● **What is expected**: Write out all of the data exactly as it appears.

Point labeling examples
-- BEGIN --
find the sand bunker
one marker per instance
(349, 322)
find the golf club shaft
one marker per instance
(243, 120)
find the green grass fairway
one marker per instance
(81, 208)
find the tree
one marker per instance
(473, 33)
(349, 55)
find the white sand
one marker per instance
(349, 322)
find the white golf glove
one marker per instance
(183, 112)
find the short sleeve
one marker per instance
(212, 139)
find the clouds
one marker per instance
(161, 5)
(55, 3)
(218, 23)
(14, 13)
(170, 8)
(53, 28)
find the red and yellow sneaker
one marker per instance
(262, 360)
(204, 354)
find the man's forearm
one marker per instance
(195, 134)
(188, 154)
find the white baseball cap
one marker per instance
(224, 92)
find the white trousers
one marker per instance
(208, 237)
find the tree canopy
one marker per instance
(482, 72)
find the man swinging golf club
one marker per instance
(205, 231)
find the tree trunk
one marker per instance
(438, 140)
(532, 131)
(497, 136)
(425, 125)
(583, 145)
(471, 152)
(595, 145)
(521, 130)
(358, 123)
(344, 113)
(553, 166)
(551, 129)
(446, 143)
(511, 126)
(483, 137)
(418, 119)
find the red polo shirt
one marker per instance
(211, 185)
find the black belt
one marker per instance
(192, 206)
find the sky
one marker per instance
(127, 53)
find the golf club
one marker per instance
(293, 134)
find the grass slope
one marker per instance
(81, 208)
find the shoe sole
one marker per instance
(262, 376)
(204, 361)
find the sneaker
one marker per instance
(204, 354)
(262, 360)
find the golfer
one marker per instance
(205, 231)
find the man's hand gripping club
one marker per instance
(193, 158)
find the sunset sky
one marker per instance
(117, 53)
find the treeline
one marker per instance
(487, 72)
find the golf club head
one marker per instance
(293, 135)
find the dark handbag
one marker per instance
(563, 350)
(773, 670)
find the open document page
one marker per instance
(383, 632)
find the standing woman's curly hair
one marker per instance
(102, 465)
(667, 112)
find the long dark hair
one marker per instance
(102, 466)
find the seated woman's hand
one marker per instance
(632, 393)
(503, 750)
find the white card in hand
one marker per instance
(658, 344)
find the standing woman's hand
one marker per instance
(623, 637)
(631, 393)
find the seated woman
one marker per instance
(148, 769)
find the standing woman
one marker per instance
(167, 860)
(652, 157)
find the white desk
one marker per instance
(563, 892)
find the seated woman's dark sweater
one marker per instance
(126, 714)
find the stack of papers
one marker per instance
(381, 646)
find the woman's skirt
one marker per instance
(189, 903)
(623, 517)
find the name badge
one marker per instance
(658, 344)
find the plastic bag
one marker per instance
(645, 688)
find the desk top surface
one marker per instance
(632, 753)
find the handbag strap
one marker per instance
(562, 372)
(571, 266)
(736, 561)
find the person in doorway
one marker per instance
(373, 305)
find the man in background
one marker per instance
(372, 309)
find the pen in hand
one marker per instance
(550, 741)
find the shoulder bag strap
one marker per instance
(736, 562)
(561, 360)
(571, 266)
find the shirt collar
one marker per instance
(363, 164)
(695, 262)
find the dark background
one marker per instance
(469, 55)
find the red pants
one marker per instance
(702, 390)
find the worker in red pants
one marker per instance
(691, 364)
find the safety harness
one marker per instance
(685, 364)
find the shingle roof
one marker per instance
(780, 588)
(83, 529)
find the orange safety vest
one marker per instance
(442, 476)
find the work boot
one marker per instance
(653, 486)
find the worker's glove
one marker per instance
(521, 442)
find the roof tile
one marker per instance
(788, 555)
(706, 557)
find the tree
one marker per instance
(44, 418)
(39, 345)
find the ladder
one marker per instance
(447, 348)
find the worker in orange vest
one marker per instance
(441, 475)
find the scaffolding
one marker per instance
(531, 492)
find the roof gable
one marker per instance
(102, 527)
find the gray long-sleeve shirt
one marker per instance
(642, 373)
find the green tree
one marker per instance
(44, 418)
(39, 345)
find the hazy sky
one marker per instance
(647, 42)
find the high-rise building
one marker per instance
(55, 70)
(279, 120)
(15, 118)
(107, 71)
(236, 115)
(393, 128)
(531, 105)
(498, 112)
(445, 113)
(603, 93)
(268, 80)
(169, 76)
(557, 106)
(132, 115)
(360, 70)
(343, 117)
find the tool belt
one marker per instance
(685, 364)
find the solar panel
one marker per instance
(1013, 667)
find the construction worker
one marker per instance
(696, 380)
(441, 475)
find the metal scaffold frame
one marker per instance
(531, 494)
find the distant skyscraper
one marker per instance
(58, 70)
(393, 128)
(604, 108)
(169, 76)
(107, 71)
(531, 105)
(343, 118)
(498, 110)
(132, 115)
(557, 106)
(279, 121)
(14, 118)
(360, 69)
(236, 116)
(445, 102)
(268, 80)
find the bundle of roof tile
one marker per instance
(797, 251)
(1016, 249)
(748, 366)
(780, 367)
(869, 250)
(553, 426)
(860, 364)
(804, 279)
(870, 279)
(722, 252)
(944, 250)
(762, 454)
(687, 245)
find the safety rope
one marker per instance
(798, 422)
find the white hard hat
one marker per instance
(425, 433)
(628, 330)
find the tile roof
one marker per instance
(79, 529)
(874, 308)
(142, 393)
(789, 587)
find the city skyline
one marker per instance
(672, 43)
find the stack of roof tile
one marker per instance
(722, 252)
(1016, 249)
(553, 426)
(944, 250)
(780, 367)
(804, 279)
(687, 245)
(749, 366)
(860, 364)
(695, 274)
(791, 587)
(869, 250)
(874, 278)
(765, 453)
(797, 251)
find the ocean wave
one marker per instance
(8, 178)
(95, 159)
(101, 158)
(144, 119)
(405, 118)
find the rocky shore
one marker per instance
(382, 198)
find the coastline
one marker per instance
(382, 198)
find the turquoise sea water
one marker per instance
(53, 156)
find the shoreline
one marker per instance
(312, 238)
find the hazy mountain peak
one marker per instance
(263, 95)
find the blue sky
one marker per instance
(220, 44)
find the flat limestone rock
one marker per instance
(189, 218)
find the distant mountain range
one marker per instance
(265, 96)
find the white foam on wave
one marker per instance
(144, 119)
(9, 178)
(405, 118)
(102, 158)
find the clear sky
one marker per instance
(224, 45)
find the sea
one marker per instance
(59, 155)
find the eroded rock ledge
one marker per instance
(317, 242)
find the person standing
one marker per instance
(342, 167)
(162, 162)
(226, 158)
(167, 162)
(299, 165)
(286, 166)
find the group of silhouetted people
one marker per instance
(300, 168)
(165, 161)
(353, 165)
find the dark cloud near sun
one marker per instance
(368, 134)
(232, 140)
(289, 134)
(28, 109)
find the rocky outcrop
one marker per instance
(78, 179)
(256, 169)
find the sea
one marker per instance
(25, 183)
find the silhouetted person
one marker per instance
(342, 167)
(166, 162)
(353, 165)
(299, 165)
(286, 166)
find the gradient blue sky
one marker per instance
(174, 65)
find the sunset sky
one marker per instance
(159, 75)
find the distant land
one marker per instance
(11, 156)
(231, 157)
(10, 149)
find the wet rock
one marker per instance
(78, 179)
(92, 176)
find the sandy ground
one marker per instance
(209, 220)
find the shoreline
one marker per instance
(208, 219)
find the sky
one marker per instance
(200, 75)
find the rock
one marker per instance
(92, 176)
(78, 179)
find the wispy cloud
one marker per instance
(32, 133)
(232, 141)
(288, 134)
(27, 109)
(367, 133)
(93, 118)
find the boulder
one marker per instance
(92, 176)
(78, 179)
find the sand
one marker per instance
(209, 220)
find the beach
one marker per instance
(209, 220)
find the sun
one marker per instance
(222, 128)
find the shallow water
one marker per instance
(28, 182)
-- END --
● **Exercise output**:
find the sand bunker
one marker per instance
(349, 322)
find the golf club shaft
one marker per instance
(243, 120)
find the green grass fairway
one marker per instance
(81, 208)
find the tree
one marker per instance
(473, 33)
(349, 55)
find the white sand
one marker per instance
(349, 322)
find the white golf glove
one marker per instance
(183, 112)
find the short sleeve
one marker per instance
(212, 139)
find the clouds
one marker per instance
(161, 5)
(55, 3)
(218, 23)
(14, 13)
(170, 8)
(53, 28)
find the red and yellow sneaker
one marker per instance
(262, 360)
(204, 354)
find the man's forearm
one marker per instance
(195, 134)
(188, 154)
find the white baseball cap
one marker per instance
(224, 92)
find the white trousers
one marker per instance
(208, 237)
find the tree canopy
one marker per instance
(482, 72)
find the man swinging golf club
one marker per instance
(205, 231)
find the tree trunk
one marker per instance
(438, 140)
(532, 131)
(497, 136)
(425, 125)
(583, 145)
(471, 152)
(595, 145)
(521, 130)
(358, 123)
(344, 113)
(553, 166)
(551, 129)
(446, 143)
(511, 126)
(483, 137)
(418, 119)
find the red polo shirt
one marker per instance
(211, 185)
find the black belt
one marker per instance
(192, 206)
find the sky
one marker per instance
(127, 53)
find the golf club
one marker per instance
(293, 134)
find the grass slope
one marker per instance
(81, 208)
find the shoe sole
one marker per instance
(262, 376)
(204, 361)
find the sneaker
one marker per instance
(204, 354)
(262, 360)
find the golfer
one marker per instance
(205, 231)
find the man's hand gripping club
one marker per instance
(193, 158)
find the sunset sky
one marker per instance
(117, 53)
find the treeline
one marker per instance
(487, 72)
find the golf club head
one marker per instance
(293, 135)
find the dark handbag
one marker per instance
(563, 350)
(773, 670)
find the open document page
one marker per instance
(383, 632)
find the standing woman's curly hair
one marker per instance
(102, 465)
(667, 112)
find the long dark hair
one marker per instance
(102, 466)
find the seated woman's hand
one marker per instance
(632, 393)
(503, 750)
find the white card in hand
one marker per instance
(658, 344)
find the standing woman's hand
one marker per instance
(623, 637)
(631, 393)
find the seated woman
one marker per instance
(148, 769)
find the standing woman
one marker per instance
(167, 860)
(652, 157)
find the white desk
one marker per instance
(563, 892)
find the seated woman's dark sweater
one marker per instance
(126, 714)
find the stack of papers
one marker per instance
(381, 646)
find the woman's skirt
one marker per instance
(189, 903)
(623, 517)
find the name badge
one marker per instance
(658, 344)
find the plastic bag
one marker per instance
(645, 688)
find the desk top surface
one marker per instance
(632, 753)
find the handbag strap
one marker per instance
(562, 372)
(571, 266)
(736, 561)
find the person in doorway
one marker per instance
(373, 305)
find the man in background
one marker per instance
(372, 309)
find the pen in hand
one marker per instance
(550, 741)
find the shoulder bag strap
one marker per instance
(736, 562)
(561, 360)
(571, 266)
find the shirt collar
one marker per instance
(363, 164)
(695, 262)
find the dark background
one marker per instance
(469, 55)
find the red pants
one marker per instance
(702, 390)
find the worker in red pants
one marker per instance
(691, 364)
find the safety harness
one marker per instance
(685, 364)
find the shingle roof
one marker per instance
(780, 588)
(83, 529)
find the orange safety vest
one marker per instance
(442, 476)
find the work boot
one marker per instance
(653, 486)
find the worker's glove
one marker per instance
(521, 442)
find the roof tile
one marker per instance
(788, 555)
(706, 557)
find the tree
one marker per instance
(44, 418)
(39, 345)
find the ladder
one marker per instance
(447, 348)
find the worker in orange vest
one marker per instance
(441, 475)
find the scaffolding
one marker per instance
(531, 492)
find the roof gable
one marker per instance
(102, 527)
find the gray long-sleeve shirt
one marker per instance
(642, 373)
find the green tree
one marker per instance
(44, 418)
(39, 345)
find the hazy sky
one marker per instance
(647, 42)
find the high-rise building
one marker per instance
(55, 70)
(279, 120)
(15, 118)
(107, 71)
(236, 115)
(393, 128)
(531, 105)
(498, 112)
(445, 113)
(603, 93)
(268, 80)
(169, 76)
(557, 106)
(132, 115)
(360, 70)
(343, 117)
find the tool belt
one marker per instance
(685, 364)
find the solar panel
one marker per instance
(1013, 667)
find the construction worker
one marker per instance
(696, 380)
(441, 475)
find the metal scaffold frame
one marker per instance
(531, 494)
find the distant skyscraper
one marker per instance
(58, 70)
(393, 128)
(604, 108)
(169, 76)
(107, 71)
(531, 105)
(343, 118)
(498, 110)
(132, 115)
(557, 106)
(279, 121)
(14, 118)
(360, 69)
(236, 116)
(445, 102)
(268, 80)
find the bundle of roof tile
one marker per instance
(797, 251)
(1016, 249)
(748, 366)
(780, 367)
(869, 250)
(553, 426)
(860, 364)
(804, 279)
(870, 279)
(722, 252)
(944, 250)
(762, 454)
(687, 245)
find the safety rope
one marker per instance
(798, 422)
find the white hard hat
one marker per instance
(425, 433)
(628, 330)
find the tile roof
one marker per instance
(79, 529)
(874, 308)
(142, 393)
(789, 587)
find the city skyline
one marker per instance
(672, 43)
find the stack of roof tile
one marker per instance
(722, 252)
(1016, 249)
(553, 426)
(944, 250)
(780, 367)
(804, 279)
(687, 245)
(749, 366)
(860, 364)
(695, 274)
(791, 587)
(869, 250)
(874, 278)
(765, 453)
(797, 251)
find the ocean wave
one marker per instance
(8, 178)
(95, 159)
(101, 158)
(144, 119)
(405, 118)
find the rocky shore
one marker per instance
(382, 198)
find the coastline
one marker per instance
(382, 198)
find the turquoise sea water
one marker per instance
(53, 156)
find the shoreline
one marker per instance
(312, 238)
find the hazy mountain peak
one marker per instance
(263, 95)
find the blue sky
one marker per instance
(220, 44)
find the flat limestone rock
one marker per instance
(189, 218)
find the distant mountain range
one marker per instance
(265, 96)
find the white foam on wave
one marker per instance
(144, 119)
(9, 178)
(405, 118)
(102, 158)
find the clear sky
one marker per instance
(224, 45)
find the sea
one marker per instance
(59, 155)
find the eroded rock ledge
one marker per instance
(317, 242)
find the person standing
one marker per instance
(342, 167)
(162, 162)
(226, 158)
(167, 162)
(299, 165)
(286, 166)
find the group of silhouetted people
one marker per instance
(300, 168)
(165, 161)
(353, 165)
find the dark cloud near sun
one marker per instance
(368, 134)
(232, 140)
(289, 134)
(28, 109)
find the rocky outcrop
one marker per instance
(78, 179)
(256, 169)
find the sea
one marker per instance
(25, 183)
find the silhouetted person
one marker per instance
(342, 167)
(166, 162)
(353, 165)
(299, 165)
(286, 166)
find the gradient blue sky
one marker per instance
(174, 65)
find the sunset sky
one marker per instance
(159, 75)
find the distant land
one marker per instance
(11, 156)
(231, 157)
(10, 149)
find the wet rock
one marker per instance
(78, 179)
(92, 176)
find the sandy ground
one marker per instance
(209, 220)
find the shoreline
one marker per instance
(208, 219)
find the sky
one marker per instance
(200, 75)
find the rock
one marker per instance
(92, 176)
(78, 179)
find the wispy cloud
one marker per instance
(32, 133)
(232, 141)
(288, 134)
(27, 109)
(367, 133)
(93, 118)
find the boulder
one marker per instance
(92, 176)
(78, 179)
find the sand
one marker per instance
(209, 220)
find the beach
one marker per instance
(209, 220)
find the sun
one marker per instance
(222, 128)
find the shallow water
one marker per instance
(28, 182)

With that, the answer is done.